— START OF EXTRACT PROVIDED —

Multi-Modal Ptychography: Recent Developments and Applications

Abstract

Utilisation of partially coherent X-rays in Coherent X-ray Diffraction Imaging (CDI) and X-ray ptychography have brought intense research and developments for the past few years. Generally, data reconstructions convergence can be achieved by considering to incorporate partially coherent X-rays in ptychographic iterative reconstructions algorithms. Recently, exploration of both X-ray probe and sample modes have been studied and it was suggested that sufficient constraints are required to achieve accurate data reconstructions due to the mathematical inseparability of multiple sample modes that are superimposed into a single set of ptychographic intensity patterns. Here we review the multi-modal ptychography that can be used as a new emerging technique to investigate dynamical sample systems with partially coherent X-rays by recent experimental and simulated demonstrations.

— END OF EXTRACT PROVIDED —
— START OF DATA SHOWN —

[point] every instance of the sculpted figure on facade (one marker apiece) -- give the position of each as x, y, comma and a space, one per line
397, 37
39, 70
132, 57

— END OF DATA SHOWN —

Say whether each statement below agrees with the ptychography abstract. For each, answer yes or no and quote the deciding words from the abstract exactly.
1. Accurate reconstructions need sufficient constraints because multiple sample modes cannot be separated mathematically.
2. The review relies only on simulated demonstrations.
3. Multi-modal ptychography is presented as a way to study static samples with fully coherent X-rays.

1. Yes: "sufficient constraints are required to achieve accurate data reconstructions due to the mathematical inseparability of multiple sample modes"
2. No: "by recent experimental and simulated demonstrations"
3. No: "to investigate dynamical sample systems with partially coherent X-rays"